Text block —
##############################
# glock 23 holster



## layne66 (Feb 28, 2009)

I am new to conceal carry.  I have a glock 23 and have been looking for a holster that will be comfortable yet concealable, any suggestions.  Thanks.


----------



## Spinnerbait Nate (Feb 28, 2009)

i just got the blackhawk sepra paddle holster for my g23. so far its ok if you are wearing a sweatshirt or coat to conceal. i was wondering the same thing. maybe someone can help us with some information?


----------



## TwinGlock40z (Mar 2, 2009)

really depends on what type of concealment you are interested in. such as inside the waist band, small of the back, or just normal strong side where the holster fits real tight to your body.  and thats just to name a few.  theres so many..lol  also depends on if ya want kydex, leather, or some other type of material.  also about how much you want to spend.  you can get a fobus less than 20 bucks or you can get a really good leather one for under a 100.  kydex ranges in price from companies and quality also.  


a little more information on how ya wanna carry and i could make some good recommendations.

there blackhawk serpa is not a bad holster at all for the price.  i like them alot.  a little bulky for conceal carry though.


----------



## shoot870p (Mar 3, 2009)

K&D holsters (813) 601-0504. Not with the company- just a customer.


----------



## FX Jenkins (Mar 5, 2009)

I started with this cheap and simple design from Bulldog available from Midway.  I wear it inside my belt but outside of my pants.  Its very comfortable and conceals well up against my waist.  Draw-ability is fair.  Disadvantage is during re holstering it takes both hands to spread the mouth but since rapid holsterings isn't an objective for private citizen concealed carry, its fine as a non-tactical.  

http://www.midwayusa.com/eproductpage.exe/showproduct?saleitemid=932345

As an upgrade, I'm buying this Don Hume Yaqui style with tension adjustments which should give me a few more centimeters off set from the hip and a more secure retention on my Glock. Draw-ability and re-holstering should be better but of course It won't set as trim to my profile.  

http://www.midwayusa.com/eproductpage.exe/showproduct?saleitemid=452640&t=11082005

Ideally I'm looking for a leather version thats a combination of the two.  Inside the belt, outside the pants, with a formed leather mouth and tension adjustment.


----------



## Stick (Mar 11, 2009)
##############################
Material —

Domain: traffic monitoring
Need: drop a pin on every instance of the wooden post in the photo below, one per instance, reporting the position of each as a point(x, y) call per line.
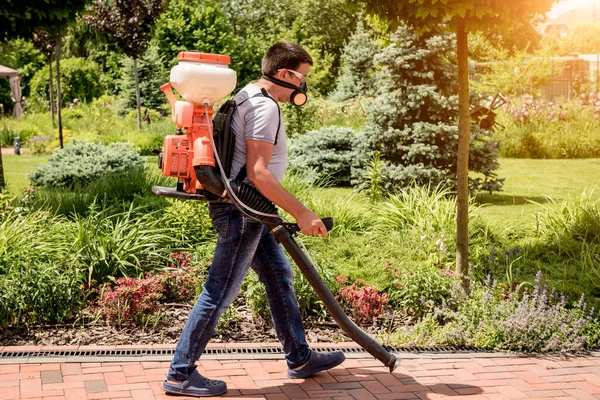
point(462, 168)
point(58, 95)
##############################
Carry on the forum thread about holsters for a Glock 23 from its last line, beginning with the post that follows the final header.

Final answer —
I've got a Fobus paddle holster and like it.  I have to wear something a little baggy to cover, but I can remove it when in the truck so it's not uncomfortable driving.  It holds secure and won't slide off your belt or pants when drawing.  I can also slide it front and back easily.


----------



## Wiskey_33 (Mar 11, 2009)

Comp-Tac Infidel.

I've thought about buying a nice leather one, then reconsidered because this one works just fine for me. It hides great, and is easy on/off. Unlike leather, I can wash the Kydex out if it gets dirty/dusty and it's got a little retention "notch" which is adjustable.

Plastic holster, plastic gun.


----------



## gaoutdoorsman21 (Aug 19, 2009)

Blackhawk holsters are the way to go unless your looking for a inside the belt holster, but their not as comfortable. I use the blakchawk serpa paddle holster for my sig p229.


----------



## LRanger007 (Aug 26, 2009)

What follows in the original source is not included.